[Referring expression data]
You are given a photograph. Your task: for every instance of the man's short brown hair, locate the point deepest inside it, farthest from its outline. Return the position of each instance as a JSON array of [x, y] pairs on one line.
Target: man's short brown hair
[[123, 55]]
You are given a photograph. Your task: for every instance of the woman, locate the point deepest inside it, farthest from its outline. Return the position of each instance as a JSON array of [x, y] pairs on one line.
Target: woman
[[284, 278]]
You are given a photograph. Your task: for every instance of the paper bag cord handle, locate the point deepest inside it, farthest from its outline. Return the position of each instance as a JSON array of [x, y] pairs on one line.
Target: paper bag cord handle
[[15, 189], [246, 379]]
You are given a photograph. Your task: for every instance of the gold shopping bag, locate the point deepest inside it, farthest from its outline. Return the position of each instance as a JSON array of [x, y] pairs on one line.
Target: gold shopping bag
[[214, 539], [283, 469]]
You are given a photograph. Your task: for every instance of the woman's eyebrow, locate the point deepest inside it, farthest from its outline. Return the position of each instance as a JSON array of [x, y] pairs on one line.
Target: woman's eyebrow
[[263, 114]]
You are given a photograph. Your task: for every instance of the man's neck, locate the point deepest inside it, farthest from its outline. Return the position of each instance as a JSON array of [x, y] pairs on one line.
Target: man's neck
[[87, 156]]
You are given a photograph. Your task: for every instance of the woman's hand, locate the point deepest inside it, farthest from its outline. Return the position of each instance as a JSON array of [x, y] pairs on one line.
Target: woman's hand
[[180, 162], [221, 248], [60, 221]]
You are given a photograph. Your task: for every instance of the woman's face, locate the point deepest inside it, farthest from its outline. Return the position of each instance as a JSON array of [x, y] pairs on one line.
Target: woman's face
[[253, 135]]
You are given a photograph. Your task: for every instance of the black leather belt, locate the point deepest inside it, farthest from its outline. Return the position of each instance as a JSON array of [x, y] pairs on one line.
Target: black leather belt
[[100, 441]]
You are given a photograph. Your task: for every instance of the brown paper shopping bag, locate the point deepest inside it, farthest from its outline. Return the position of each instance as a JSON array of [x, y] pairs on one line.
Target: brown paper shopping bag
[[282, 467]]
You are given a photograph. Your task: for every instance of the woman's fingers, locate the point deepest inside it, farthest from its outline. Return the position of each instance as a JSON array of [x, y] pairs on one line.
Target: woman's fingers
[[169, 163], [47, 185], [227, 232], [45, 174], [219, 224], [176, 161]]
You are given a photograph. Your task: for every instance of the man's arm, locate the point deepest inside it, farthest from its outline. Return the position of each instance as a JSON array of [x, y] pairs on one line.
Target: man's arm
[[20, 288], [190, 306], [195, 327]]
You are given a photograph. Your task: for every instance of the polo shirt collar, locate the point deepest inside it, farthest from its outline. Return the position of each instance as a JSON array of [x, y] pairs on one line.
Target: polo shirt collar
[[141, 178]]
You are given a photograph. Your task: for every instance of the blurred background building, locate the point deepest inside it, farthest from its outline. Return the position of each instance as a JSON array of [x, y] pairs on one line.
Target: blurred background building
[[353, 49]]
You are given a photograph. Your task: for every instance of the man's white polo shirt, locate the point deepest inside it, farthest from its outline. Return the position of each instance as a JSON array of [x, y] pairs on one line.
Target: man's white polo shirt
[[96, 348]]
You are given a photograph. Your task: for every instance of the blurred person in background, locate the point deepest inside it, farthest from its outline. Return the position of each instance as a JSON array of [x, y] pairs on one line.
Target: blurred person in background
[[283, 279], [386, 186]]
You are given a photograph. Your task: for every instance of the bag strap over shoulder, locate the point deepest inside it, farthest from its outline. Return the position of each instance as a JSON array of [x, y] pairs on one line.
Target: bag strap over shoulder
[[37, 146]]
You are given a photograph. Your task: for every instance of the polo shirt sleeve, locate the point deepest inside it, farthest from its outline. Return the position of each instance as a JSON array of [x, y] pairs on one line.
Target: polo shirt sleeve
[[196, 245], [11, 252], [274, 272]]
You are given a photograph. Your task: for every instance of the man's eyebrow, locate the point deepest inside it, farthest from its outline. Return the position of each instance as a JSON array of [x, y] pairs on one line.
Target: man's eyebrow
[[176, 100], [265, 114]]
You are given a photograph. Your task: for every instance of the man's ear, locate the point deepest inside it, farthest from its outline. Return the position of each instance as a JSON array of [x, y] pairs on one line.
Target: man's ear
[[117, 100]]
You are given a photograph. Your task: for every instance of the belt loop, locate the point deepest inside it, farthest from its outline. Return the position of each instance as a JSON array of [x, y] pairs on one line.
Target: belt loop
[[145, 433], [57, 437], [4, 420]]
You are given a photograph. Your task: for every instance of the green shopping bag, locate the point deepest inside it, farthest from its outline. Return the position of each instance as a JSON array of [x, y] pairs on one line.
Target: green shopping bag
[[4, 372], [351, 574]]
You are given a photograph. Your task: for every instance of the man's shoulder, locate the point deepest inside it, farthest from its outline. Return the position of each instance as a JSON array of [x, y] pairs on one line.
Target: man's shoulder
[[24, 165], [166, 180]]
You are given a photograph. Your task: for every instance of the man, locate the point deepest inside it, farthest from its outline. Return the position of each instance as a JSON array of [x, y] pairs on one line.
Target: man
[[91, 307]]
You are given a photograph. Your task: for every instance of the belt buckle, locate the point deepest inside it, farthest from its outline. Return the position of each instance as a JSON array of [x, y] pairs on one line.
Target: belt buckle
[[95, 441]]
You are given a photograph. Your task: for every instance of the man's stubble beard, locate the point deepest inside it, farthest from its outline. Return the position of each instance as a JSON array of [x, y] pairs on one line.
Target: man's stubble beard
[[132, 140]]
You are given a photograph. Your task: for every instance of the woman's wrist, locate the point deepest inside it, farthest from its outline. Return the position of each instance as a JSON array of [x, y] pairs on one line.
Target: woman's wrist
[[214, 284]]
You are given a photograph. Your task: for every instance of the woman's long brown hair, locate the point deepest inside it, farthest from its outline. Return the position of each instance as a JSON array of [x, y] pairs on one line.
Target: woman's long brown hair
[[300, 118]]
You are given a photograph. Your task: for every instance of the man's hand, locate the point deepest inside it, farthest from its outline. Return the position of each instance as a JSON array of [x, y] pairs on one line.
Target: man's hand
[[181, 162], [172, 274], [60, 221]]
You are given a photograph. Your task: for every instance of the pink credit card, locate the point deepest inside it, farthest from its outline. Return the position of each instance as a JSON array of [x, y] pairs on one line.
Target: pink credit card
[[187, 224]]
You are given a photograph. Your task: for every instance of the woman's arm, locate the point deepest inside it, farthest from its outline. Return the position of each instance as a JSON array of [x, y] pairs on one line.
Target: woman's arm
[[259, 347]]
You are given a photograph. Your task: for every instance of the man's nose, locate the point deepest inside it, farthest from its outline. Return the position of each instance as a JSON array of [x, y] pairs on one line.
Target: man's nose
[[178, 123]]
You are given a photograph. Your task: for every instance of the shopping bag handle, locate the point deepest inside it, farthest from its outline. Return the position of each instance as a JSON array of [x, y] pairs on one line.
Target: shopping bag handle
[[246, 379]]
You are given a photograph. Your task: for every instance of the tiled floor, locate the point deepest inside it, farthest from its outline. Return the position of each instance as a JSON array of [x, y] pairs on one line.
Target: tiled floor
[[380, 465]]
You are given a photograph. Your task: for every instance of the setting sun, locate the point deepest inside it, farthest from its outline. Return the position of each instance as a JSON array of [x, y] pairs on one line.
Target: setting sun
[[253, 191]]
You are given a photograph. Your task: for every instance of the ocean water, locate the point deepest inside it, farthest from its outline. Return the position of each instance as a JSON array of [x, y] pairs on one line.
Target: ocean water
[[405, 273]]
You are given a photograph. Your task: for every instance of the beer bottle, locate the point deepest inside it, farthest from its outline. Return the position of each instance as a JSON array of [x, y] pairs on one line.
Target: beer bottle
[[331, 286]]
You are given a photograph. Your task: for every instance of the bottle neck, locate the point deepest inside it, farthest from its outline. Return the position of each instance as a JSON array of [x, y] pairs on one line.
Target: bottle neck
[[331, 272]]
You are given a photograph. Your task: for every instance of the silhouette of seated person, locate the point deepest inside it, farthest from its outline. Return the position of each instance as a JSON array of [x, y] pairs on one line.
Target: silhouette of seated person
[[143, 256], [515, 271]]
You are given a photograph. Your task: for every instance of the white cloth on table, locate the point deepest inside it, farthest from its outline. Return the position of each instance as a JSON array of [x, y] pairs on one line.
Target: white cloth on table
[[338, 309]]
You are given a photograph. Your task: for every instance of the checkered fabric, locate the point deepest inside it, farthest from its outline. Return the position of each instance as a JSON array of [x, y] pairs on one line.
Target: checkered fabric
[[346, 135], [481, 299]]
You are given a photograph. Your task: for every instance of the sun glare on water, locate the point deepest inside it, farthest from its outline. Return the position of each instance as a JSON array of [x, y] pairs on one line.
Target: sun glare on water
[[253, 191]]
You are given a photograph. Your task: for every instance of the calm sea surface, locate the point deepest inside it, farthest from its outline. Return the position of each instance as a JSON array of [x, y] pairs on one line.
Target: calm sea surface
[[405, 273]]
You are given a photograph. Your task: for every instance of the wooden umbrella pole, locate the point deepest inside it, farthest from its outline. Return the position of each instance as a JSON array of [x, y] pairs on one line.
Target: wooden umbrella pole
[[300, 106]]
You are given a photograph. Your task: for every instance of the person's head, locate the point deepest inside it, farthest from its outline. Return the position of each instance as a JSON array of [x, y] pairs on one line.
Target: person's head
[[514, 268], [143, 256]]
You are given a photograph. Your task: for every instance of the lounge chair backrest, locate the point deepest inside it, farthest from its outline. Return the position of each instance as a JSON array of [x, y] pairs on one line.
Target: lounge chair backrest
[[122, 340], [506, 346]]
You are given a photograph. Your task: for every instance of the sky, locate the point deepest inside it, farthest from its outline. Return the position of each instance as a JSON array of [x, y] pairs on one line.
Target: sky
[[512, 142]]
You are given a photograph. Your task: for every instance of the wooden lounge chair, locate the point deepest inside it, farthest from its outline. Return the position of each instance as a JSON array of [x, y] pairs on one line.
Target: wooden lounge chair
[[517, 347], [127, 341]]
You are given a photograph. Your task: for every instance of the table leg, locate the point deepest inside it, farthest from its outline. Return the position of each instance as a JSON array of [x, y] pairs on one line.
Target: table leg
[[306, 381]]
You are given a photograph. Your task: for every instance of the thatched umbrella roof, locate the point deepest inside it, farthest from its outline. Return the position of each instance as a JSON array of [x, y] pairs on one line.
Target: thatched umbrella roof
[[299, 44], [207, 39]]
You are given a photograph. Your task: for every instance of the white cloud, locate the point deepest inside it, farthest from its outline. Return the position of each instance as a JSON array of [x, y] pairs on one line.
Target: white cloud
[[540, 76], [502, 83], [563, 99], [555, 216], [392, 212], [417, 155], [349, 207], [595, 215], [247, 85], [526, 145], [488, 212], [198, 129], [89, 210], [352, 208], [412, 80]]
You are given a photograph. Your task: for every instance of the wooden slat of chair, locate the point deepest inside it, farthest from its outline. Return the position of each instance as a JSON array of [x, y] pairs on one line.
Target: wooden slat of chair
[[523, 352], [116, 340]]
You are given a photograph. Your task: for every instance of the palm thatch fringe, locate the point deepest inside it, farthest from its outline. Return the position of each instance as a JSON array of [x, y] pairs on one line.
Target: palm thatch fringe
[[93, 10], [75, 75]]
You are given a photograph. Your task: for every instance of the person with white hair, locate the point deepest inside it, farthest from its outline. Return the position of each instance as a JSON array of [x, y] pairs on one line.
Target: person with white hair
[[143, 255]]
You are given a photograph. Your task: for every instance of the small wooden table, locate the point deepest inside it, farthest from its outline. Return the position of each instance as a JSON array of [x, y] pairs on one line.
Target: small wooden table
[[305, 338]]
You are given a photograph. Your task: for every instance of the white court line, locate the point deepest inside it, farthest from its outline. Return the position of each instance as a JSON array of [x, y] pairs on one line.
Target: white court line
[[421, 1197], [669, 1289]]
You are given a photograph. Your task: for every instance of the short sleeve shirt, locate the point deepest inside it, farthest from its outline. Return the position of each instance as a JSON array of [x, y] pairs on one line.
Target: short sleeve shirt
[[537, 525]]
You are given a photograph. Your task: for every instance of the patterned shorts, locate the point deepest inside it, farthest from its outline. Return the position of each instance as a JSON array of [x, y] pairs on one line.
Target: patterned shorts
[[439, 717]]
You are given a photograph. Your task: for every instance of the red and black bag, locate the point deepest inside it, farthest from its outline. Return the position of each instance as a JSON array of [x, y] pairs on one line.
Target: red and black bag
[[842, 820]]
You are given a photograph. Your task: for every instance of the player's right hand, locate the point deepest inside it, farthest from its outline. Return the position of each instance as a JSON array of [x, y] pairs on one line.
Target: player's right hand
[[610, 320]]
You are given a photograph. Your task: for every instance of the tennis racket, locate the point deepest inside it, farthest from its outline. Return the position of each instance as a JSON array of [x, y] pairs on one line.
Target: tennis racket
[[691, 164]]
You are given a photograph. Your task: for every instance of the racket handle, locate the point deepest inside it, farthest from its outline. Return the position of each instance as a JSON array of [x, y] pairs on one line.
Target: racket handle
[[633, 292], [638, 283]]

# PROMPT:
Leave out every line above except those from the line with "the blurred person" up to and including the line with "the bag strap", and copy those exactly.

# FINAL ANSWER:
You are given a photograph. Your task: for every instance of the blurred person in background, locate the point deepest inside it, farthest from its outline. Return the position of each instance as a JSON array of [x, y] pairs on one line.
Target: blurred person in background
[[283, 279], [386, 186]]
You are given a photograph. Your task: for every instance of the bag strap over shoulder, locate the point deepest inside it, farthest from its outline. Return the position of each instance as a JSON array of [x, y] pairs on one line.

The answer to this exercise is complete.